§ YOUR TASK: Type out the entries again, keeping every word unchanged.

§ DATA PROVIDED:
↓↓↓

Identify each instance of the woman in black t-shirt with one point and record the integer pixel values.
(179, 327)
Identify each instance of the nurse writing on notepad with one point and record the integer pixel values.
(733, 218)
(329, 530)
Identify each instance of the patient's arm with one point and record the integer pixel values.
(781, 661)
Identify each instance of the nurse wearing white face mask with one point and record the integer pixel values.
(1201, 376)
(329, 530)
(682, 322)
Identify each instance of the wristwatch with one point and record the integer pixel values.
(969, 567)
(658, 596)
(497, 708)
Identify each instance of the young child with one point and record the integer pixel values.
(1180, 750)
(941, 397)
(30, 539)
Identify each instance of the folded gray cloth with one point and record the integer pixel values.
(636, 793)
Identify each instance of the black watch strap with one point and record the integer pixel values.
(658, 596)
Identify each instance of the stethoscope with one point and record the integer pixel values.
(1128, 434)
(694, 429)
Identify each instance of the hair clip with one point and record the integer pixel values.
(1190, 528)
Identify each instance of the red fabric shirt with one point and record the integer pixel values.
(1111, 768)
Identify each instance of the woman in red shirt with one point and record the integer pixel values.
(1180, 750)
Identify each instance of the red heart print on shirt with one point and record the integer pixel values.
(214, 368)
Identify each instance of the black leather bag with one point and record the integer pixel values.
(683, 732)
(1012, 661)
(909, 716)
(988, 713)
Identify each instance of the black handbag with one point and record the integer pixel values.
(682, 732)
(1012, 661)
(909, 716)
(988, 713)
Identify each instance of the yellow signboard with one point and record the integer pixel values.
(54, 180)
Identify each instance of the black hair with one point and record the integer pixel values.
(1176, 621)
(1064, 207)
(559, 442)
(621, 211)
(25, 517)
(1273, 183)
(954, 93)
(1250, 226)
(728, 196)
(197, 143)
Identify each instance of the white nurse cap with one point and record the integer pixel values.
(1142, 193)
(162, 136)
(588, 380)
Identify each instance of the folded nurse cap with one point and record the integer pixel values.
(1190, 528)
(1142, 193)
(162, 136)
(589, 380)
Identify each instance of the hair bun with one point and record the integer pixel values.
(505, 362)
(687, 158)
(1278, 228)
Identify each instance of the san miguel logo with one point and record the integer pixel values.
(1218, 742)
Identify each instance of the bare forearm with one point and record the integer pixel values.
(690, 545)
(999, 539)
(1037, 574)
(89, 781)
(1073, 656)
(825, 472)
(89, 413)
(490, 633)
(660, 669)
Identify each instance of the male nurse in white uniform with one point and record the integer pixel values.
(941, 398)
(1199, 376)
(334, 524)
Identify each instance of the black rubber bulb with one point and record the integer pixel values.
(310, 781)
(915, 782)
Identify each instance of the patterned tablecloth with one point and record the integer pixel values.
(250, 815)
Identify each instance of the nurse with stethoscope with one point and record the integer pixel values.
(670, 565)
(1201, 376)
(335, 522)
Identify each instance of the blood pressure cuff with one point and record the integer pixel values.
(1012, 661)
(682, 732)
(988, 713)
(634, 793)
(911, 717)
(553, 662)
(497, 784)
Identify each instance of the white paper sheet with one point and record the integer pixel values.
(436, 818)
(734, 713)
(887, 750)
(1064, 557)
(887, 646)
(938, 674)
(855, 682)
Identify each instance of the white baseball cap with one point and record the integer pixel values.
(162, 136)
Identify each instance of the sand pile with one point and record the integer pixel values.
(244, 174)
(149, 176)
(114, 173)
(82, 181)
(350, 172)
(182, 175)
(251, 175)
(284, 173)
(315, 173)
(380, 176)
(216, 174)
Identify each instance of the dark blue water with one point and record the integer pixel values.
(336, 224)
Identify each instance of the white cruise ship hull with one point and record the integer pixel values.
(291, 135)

↑↑↑

§ RESPONSE AREA:
Identify each instance of the woman in black t-shirt with one point and record the integer pixel values.
(179, 327)
Identify each instance of the nurse writing on notepad with one point and record the integer pixel values.
(733, 218)
(329, 530)
Identify each instance of the patient's arm with one point and record the integer pixel values.
(781, 661)
Identify each instance of the nurse wearing white face mask with one point and record the integer pixel values.
(1201, 376)
(329, 530)
(682, 322)
Identify each instance of the wristwatch with one point and record the integer pixel values.
(969, 567)
(658, 596)
(497, 708)
Identify each instance of the young child with one point and record the integer pixel values.
(1180, 750)
(941, 397)
(30, 539)
Identify each instance of the folded gray cloth with one point and record the integer pixel values.
(636, 793)
Identify each instance of the black watch strap with one point and record the integer pixel values.
(658, 596)
Identify each instance of the stethoscope with one point and record the integer pixel values.
(1128, 434)
(694, 429)
Identify each instance of the hair clip with one point and record the integer pixel values.
(1190, 528)
Identify each instance of the red fabric shirt with one point and record the integer pixel values.
(1111, 768)
Identify each instance of the woman in red shirt with one point and record the integer pixel values.
(1180, 750)
Identify each instance of the red heart print on shirt with one point and record the integer pixel values.
(214, 368)
Identify each instance of the black leather bag with one point and record the integer pixel values.
(683, 732)
(1012, 661)
(909, 716)
(988, 713)
Identify each instance of the black handbag with one point and record the integer pixel values.
(682, 732)
(1012, 661)
(909, 716)
(988, 713)
Identify each instance of the yellow signboard with one point and record the integer pixel values.
(54, 180)
Identify each instance of the black hair with one point and record the integer pixel values.
(1176, 621)
(1064, 207)
(559, 442)
(621, 211)
(25, 517)
(1273, 183)
(954, 93)
(1250, 226)
(728, 196)
(197, 143)
Identify each instance of the white nurse cap with one point and record the integer pixel values.
(1142, 193)
(162, 136)
(588, 380)
Identify each instance of the folded nurse cap with one point and record the integer pixel values.
(1190, 528)
(1142, 193)
(162, 136)
(589, 380)
Identify each instance of the hair bun with one point and record the integer pixel values.
(505, 362)
(687, 158)
(1278, 228)
Identify each instance of the san miguel logo with one point and record the integer pixel values.
(1218, 742)
Identify each instance of the bare forearm with one point and record the integer pixel values.
(690, 545)
(999, 539)
(1037, 574)
(89, 781)
(1073, 656)
(825, 472)
(89, 413)
(490, 633)
(660, 669)
Identify each instance of the male nurse in white uniform with one point and record the integer pixel values.
(941, 398)
(1199, 376)
(334, 524)
Identify each instance of the black rubber bulb with one point and record the integer pixel values.
(310, 781)
(915, 782)
Identify each instance of the patterned tablecloth with one point and record the integer pixel values.
(250, 815)
Identify each instance of the nurse with stethoscope with one point and record the integer pixel values.
(670, 565)
(1201, 376)
(335, 522)
Identify each instance of the blood pressure cuff with one point and record the integer pixel values.
(1012, 661)
(682, 732)
(988, 713)
(634, 793)
(911, 717)
(553, 662)
(497, 784)
Identify each instance of the white paper sheet with one point and record the integer pixel values.
(436, 818)
(734, 713)
(887, 750)
(1064, 557)
(887, 646)
(938, 674)
(855, 682)
Identify each instance of the white baseball cap with one point and record the integer pixel values.
(162, 136)
Identify each instance of the sand pile with one point and record the integer pixel values.
(244, 174)
(149, 176)
(114, 173)
(82, 181)
(350, 172)
(182, 175)
(251, 175)
(284, 173)
(315, 173)
(380, 176)
(216, 174)
Identify each instance of the dark blue water with one point and record the integer pixel values.
(336, 224)
Identify each instance of the white cruise ship hull with one point and record the integer pixel values.
(291, 135)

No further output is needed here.